■ REQUIRED ACTION ■
Pictures aside, write out every record exactly as it appears.

■ DATA LISTING ■
/---

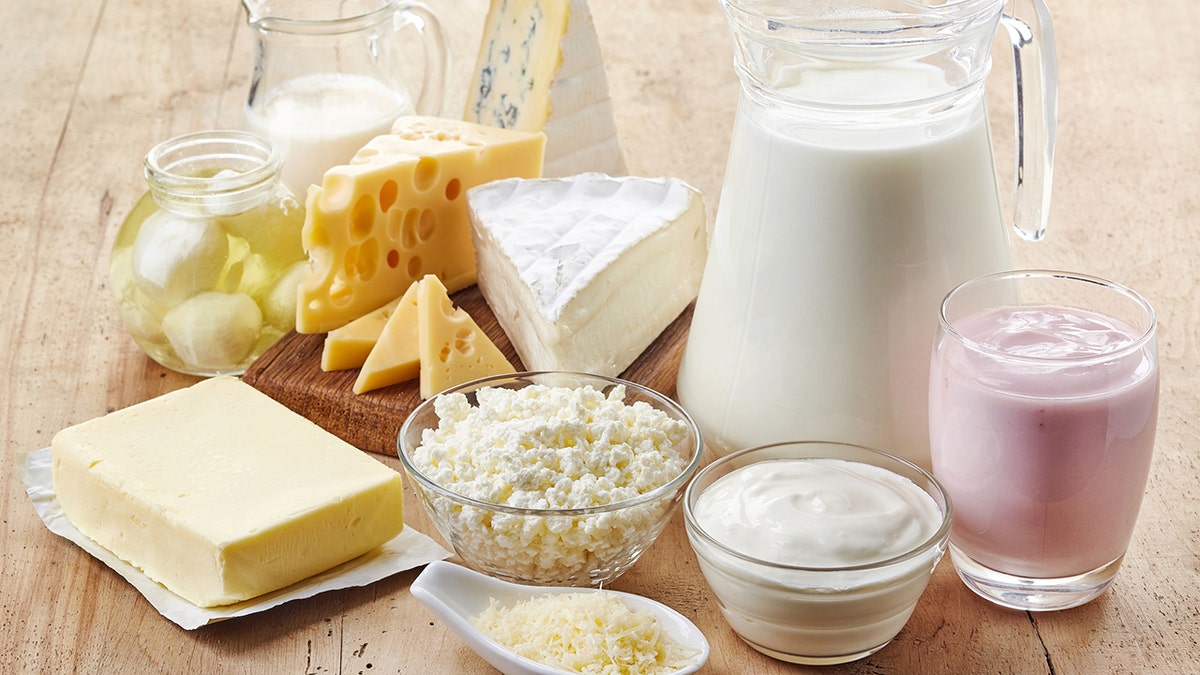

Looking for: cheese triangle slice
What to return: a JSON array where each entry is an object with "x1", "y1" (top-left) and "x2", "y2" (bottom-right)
[
  {"x1": 353, "y1": 281, "x2": 421, "y2": 394},
  {"x1": 321, "y1": 296, "x2": 404, "y2": 372},
  {"x1": 417, "y1": 275, "x2": 515, "y2": 399},
  {"x1": 464, "y1": 0, "x2": 625, "y2": 177}
]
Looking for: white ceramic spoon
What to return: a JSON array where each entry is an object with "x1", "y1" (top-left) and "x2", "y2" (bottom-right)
[{"x1": 410, "y1": 561, "x2": 711, "y2": 675}]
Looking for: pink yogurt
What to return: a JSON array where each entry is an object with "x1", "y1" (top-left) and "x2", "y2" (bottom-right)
[{"x1": 929, "y1": 304, "x2": 1158, "y2": 579}]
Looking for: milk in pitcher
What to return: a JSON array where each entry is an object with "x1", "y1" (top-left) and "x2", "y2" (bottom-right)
[{"x1": 678, "y1": 63, "x2": 1014, "y2": 468}]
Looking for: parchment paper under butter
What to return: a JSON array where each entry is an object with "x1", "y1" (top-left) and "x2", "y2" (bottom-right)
[{"x1": 18, "y1": 447, "x2": 451, "y2": 630}]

\---

■ REPLY TO THE EXERCISE ■
Looking for: cheese triangle slice
What to return: a JSON array where each entry is an object with "x1", "y1" (top-left) and "x2", "y2" (bottom-right)
[
  {"x1": 353, "y1": 281, "x2": 421, "y2": 394},
  {"x1": 321, "y1": 296, "x2": 404, "y2": 372},
  {"x1": 417, "y1": 275, "x2": 515, "y2": 399},
  {"x1": 464, "y1": 0, "x2": 625, "y2": 177}
]
Looking for: white ceramic spoon
What to return: a JSON array where each entry is an object with "x1", "y1" (top-left) and "x2", "y2" (bottom-right)
[{"x1": 410, "y1": 561, "x2": 711, "y2": 675}]
Looking for: pink yogurt
What to return: a JSON array where each entry is an object with "x1", "y1" (top-left) and "x2", "y2" (bottom-right)
[{"x1": 929, "y1": 304, "x2": 1158, "y2": 579}]
Looking for: milk in pitcher
What to return: a JSON array where each entry is an object with "x1", "y1" (top-left) and "x2", "y2" (bottom-right)
[{"x1": 678, "y1": 63, "x2": 1014, "y2": 468}]
Looking for: parchment paper under butter
What to return: a JSON array where each entry is an object with "x1", "y1" (top-left) and "x2", "y2" (bottom-right)
[{"x1": 18, "y1": 447, "x2": 451, "y2": 630}]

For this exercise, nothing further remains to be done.